SÉRIE DE CONSIGNES:
**1)** Réécrivez sous forme de liste le paragraphe du texte sur les fêtes Johanniques qui commence par « Le 12 et 13 mai 2018 avaient lieu », en conservant ses faits principaux.
**2)** Reproduisez sans rien changer un passage du texte sur les fêtes Johanniques, en partant des mots « Le 12 et 13 » et en vous arrêtant après les mots « de Jeanne d'Arc. ».

TEXTE DU DOCUMENT:

══════

12 et 13 mai à Domremy

Le 12 et 13 mai 2018 avaient lieu les traditionnelles fêtes Johanniques en la Basilique du Bois Chenu à Domremy. Pour ces festivités et la messe pontificiale du dimanche 13 mai Mgr Berthet, évêque de Saint-Dié, était accompagné de Mgr Gusching, évêque de Verdun. Nous vous proposons de relire l'homélie de notre évêque à l'occasion de ce moment fort autour de la figure de Jeanne d'Arc. 

CHERS FRÈRES ET SŒURS,

La liturgie de la Parole de cette fête nous parle d’emblée de la Sagesse et de sa puissance. Dans la première lecture, tirée du Livre de la Sagesse, il nous est dit qu’elle permet au sage de :

« Diriger des peuples et soumettre des nations… »

Et encore de :

« Montrer sa valeur dans l’assemblée du Peuple,
et sa bravoure à la guerre ».

Voilà qui nous relie évidemment aux glorieux faits d’armes de Sainte Jeanne d’Arc et à l’œuvre de libération qu’elle a accomplie ; mais voilà qui nous rappelle aussi que ces exploits ne sont pas l’effet de sa force physique ni de sa compétence guerrière, mais de sa sagesse. Ce qui est ici en jeu, en effet, c’est bien la force morale et spirituelle qui habitait toute sa personne, jusque dans sa fragilité même, et qu’elle a su communiquer et partager à son Roi, à son pays, et à ses rudes compagnons d’armes.

Quelle était alors cette sagesse ?

 Jeanne d’Arc était « bonne chrétienne » selon les mots qui reviennent dans de si nombreux témoignages, et elle était sainte, comme l’a reconnu l’Eglise. Ainsi la « Sagesse » qui l’habitait ne pouvait être autre que celle que le Christ propose à tous ses disciples. Nous le savons, sur l’étendard de Jeanne était inscrit en majuscules le nom même de JÉSUS, qui était son vrai Roi.

══════

ENREGISTREMENTS:

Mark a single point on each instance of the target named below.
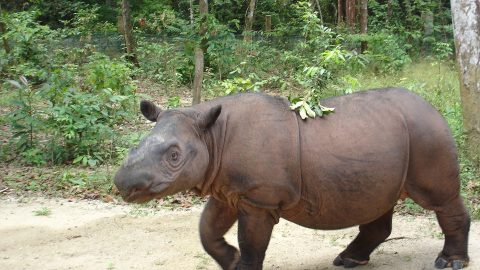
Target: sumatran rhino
(259, 162)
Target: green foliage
(29, 42)
(385, 51)
(173, 102)
(165, 63)
(77, 116)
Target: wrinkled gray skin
(259, 162)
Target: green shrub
(76, 112)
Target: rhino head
(174, 157)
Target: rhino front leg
(217, 218)
(254, 231)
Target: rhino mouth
(150, 192)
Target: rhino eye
(174, 156)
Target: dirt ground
(96, 235)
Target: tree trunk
(350, 11)
(191, 12)
(247, 35)
(127, 33)
(316, 5)
(339, 12)
(199, 53)
(466, 22)
(364, 23)
(389, 10)
(268, 23)
(2, 31)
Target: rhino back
(355, 161)
(260, 152)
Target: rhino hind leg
(454, 221)
(370, 237)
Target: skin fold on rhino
(259, 162)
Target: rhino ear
(207, 119)
(150, 110)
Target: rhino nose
(128, 181)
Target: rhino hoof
(346, 262)
(457, 264)
(441, 263)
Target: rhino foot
(441, 262)
(347, 262)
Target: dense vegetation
(69, 90)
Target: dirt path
(95, 235)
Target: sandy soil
(96, 235)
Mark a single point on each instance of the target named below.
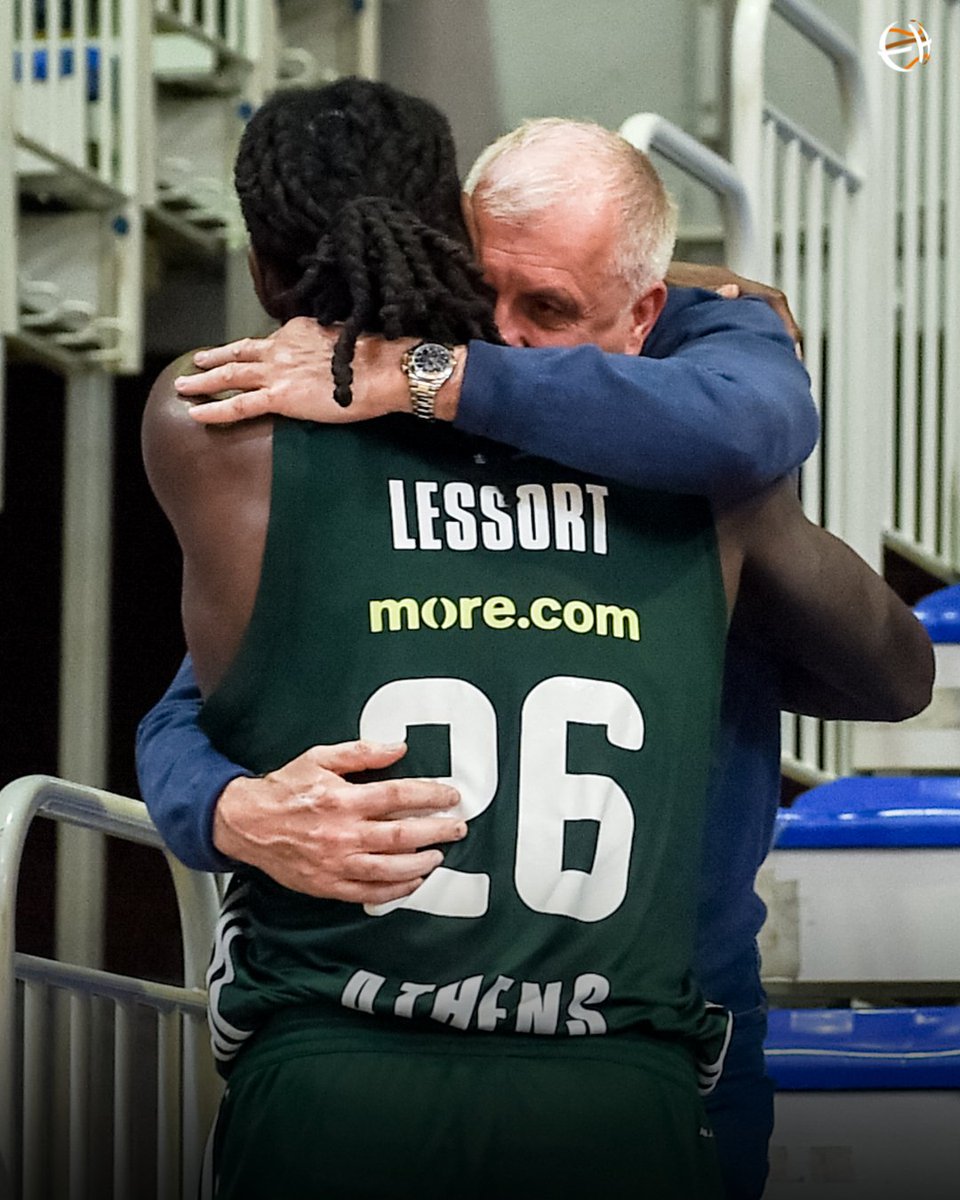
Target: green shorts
(379, 1113)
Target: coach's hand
(289, 373)
(729, 285)
(312, 831)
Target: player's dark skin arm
(850, 648)
(304, 823)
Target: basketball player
(629, 333)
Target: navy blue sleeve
(181, 775)
(717, 405)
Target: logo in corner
(905, 48)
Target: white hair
(574, 156)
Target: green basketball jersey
(549, 643)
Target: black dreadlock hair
(351, 197)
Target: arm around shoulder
(214, 485)
(717, 405)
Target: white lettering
(588, 989)
(461, 526)
(402, 539)
(361, 990)
(409, 993)
(599, 493)
(539, 1009)
(457, 516)
(455, 1003)
(497, 531)
(489, 1013)
(533, 520)
(426, 514)
(568, 517)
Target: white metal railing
(213, 63)
(652, 132)
(225, 25)
(815, 231)
(73, 119)
(76, 72)
(107, 1085)
(919, 169)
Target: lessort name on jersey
(427, 515)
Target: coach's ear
(645, 313)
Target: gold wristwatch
(427, 366)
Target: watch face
(431, 360)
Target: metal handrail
(89, 808)
(748, 47)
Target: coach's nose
(509, 324)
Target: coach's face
(556, 279)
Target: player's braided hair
(351, 195)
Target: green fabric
(569, 693)
(390, 1113)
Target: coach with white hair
(676, 390)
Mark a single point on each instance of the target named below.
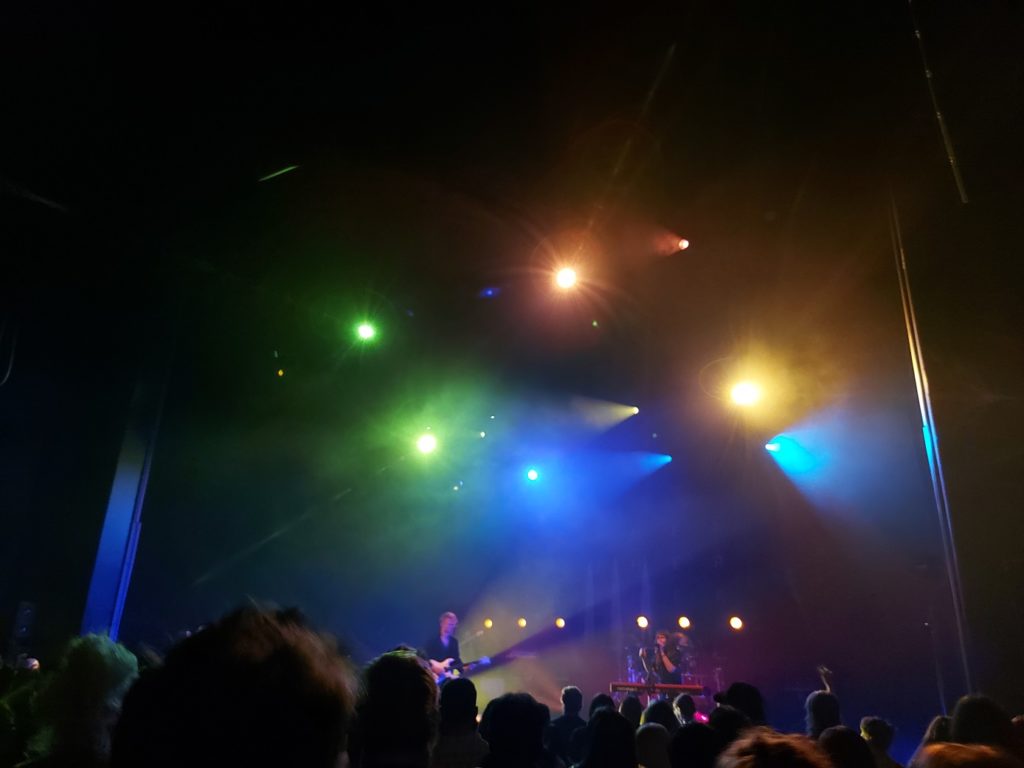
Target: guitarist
(442, 649)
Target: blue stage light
(791, 456)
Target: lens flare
(745, 393)
(566, 278)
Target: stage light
(366, 332)
(745, 393)
(565, 278)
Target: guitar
(446, 672)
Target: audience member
(601, 701)
(660, 712)
(515, 732)
(459, 745)
(632, 710)
(879, 735)
(747, 698)
(396, 718)
(979, 720)
(612, 741)
(693, 745)
(763, 748)
(560, 729)
(652, 745)
(78, 707)
(822, 712)
(948, 755)
(937, 732)
(253, 689)
(685, 709)
(845, 748)
(729, 723)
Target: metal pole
(931, 438)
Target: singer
(663, 662)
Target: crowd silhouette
(260, 687)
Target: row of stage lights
(735, 623)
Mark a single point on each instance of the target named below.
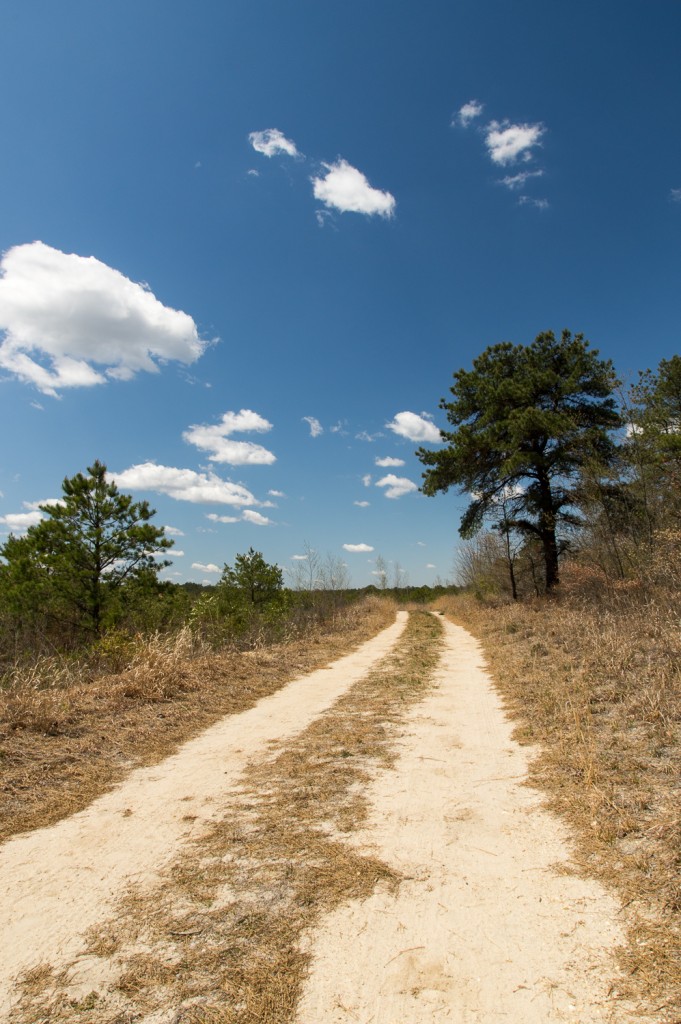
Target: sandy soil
(482, 929)
(486, 927)
(55, 883)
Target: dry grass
(67, 737)
(598, 685)
(220, 941)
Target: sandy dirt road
(55, 883)
(486, 928)
(483, 928)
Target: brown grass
(220, 940)
(67, 737)
(597, 685)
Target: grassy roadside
(64, 740)
(219, 941)
(598, 687)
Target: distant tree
(253, 578)
(526, 418)
(381, 572)
(77, 563)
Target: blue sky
(246, 245)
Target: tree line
(557, 458)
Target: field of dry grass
(598, 685)
(67, 735)
(219, 940)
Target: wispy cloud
(396, 486)
(315, 427)
(506, 141)
(468, 113)
(271, 141)
(415, 427)
(256, 518)
(183, 484)
(81, 315)
(345, 188)
(217, 439)
(389, 461)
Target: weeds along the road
(68, 735)
(219, 940)
(597, 684)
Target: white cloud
(183, 484)
(468, 113)
(216, 438)
(347, 189)
(396, 486)
(270, 141)
(65, 315)
(515, 181)
(415, 427)
(389, 461)
(19, 521)
(315, 427)
(506, 141)
(255, 517)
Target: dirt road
(482, 928)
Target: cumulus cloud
(515, 181)
(183, 484)
(396, 486)
(18, 522)
(468, 113)
(506, 141)
(346, 188)
(315, 427)
(73, 322)
(217, 439)
(255, 517)
(415, 427)
(271, 141)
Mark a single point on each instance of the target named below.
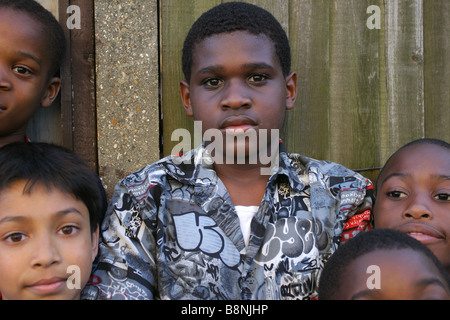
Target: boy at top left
(32, 47)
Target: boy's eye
(212, 82)
(68, 230)
(396, 194)
(442, 197)
(15, 237)
(21, 70)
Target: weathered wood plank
(306, 126)
(437, 68)
(354, 86)
(404, 113)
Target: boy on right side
(413, 195)
(384, 264)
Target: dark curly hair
(236, 16)
(53, 167)
(361, 244)
(51, 29)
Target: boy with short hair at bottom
(173, 229)
(413, 195)
(50, 210)
(384, 264)
(32, 47)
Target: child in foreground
(384, 264)
(32, 47)
(50, 209)
(413, 195)
(208, 224)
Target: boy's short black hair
(361, 244)
(52, 30)
(436, 142)
(236, 16)
(53, 167)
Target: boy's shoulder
(324, 166)
(181, 167)
(328, 174)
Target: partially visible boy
(413, 195)
(207, 225)
(50, 211)
(384, 264)
(32, 47)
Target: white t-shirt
(246, 214)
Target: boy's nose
(5, 83)
(418, 208)
(235, 96)
(45, 253)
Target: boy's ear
(94, 243)
(51, 92)
(291, 90)
(186, 98)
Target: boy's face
(404, 274)
(237, 83)
(25, 83)
(42, 233)
(413, 196)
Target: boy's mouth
(236, 124)
(422, 232)
(48, 286)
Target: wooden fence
(373, 74)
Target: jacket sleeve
(361, 217)
(125, 267)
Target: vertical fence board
(354, 86)
(437, 68)
(306, 126)
(404, 72)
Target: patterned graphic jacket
(171, 231)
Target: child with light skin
(50, 209)
(32, 47)
(413, 195)
(384, 264)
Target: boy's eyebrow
(430, 281)
(22, 218)
(365, 293)
(441, 177)
(252, 65)
(12, 219)
(29, 55)
(395, 174)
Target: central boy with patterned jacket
(196, 227)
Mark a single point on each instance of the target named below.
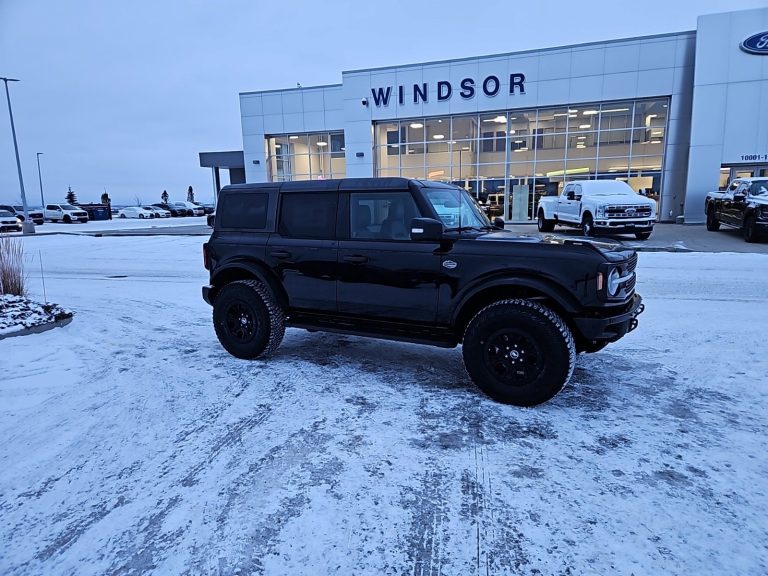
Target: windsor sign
(467, 89)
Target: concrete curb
(39, 328)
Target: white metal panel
(622, 58)
(554, 65)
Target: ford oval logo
(757, 44)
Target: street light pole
(27, 227)
(40, 179)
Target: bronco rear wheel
(247, 320)
(713, 224)
(519, 352)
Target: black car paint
(406, 289)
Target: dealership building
(673, 115)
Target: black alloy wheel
(518, 352)
(713, 224)
(750, 230)
(247, 320)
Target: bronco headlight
(614, 280)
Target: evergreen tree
(71, 196)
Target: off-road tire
(750, 230)
(519, 352)
(713, 224)
(543, 224)
(247, 319)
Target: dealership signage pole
(40, 179)
(27, 227)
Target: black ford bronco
(416, 261)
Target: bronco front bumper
(611, 328)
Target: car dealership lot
(135, 443)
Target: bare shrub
(12, 279)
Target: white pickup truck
(609, 206)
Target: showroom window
(315, 156)
(524, 154)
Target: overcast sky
(123, 95)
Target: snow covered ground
(133, 443)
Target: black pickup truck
(415, 261)
(744, 205)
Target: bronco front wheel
(519, 352)
(248, 321)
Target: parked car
(9, 222)
(65, 213)
(158, 212)
(135, 212)
(35, 214)
(744, 204)
(192, 209)
(522, 308)
(609, 206)
(176, 211)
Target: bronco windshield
(456, 208)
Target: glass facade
(524, 154)
(315, 156)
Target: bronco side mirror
(426, 229)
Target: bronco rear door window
(244, 211)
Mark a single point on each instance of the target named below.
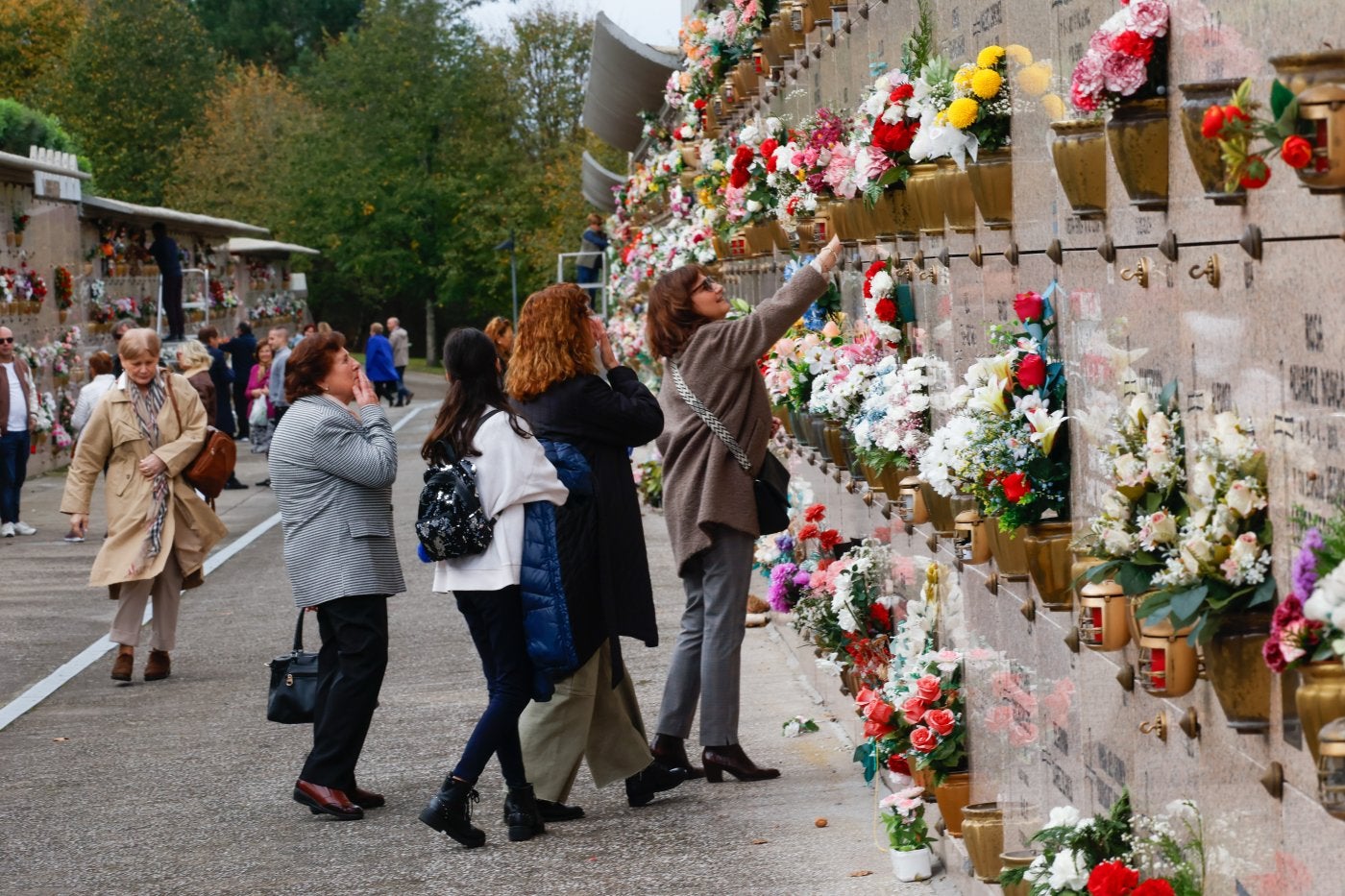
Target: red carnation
(1015, 486)
(1295, 151)
(1133, 44)
(1029, 305)
(1113, 879)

══════

RÉPONSES SUCCESSIVES:
**1)**
- Les fêtes Johanniques ont eu lieu les 12 et 13 mai 2018 en la Basilique du Bois Chenu, à Domremy.
- Pour ces festivités et la messe du dimanche 13 mai, Mgr Berthet, évêque de Saint-Dié, était accompagné de Mgr Gusching, évêque de Verdun.
- L'homélie de notre évêque, prononcée lors de ce moment fort autour de la figure de Jeanne d'Arc, est proposée à la relecture.

**2)**
Le 12 et 13 mai 2018 avaient lieu les traditionnelles fêtes Johanniques en la Basilique du Bois Chenu à Domremy. Pour ces festivités et la messe pontificiale du dimanche 13 mai Mgr Berthet, évêque de Saint-Dié, était accompagné de Mgr Gusching, évêque de Verdun. Nous vous proposons de relire l'homélie de notre évêque à l'occasion de ce moment fort autour de la figure de Jeanne d'Arc.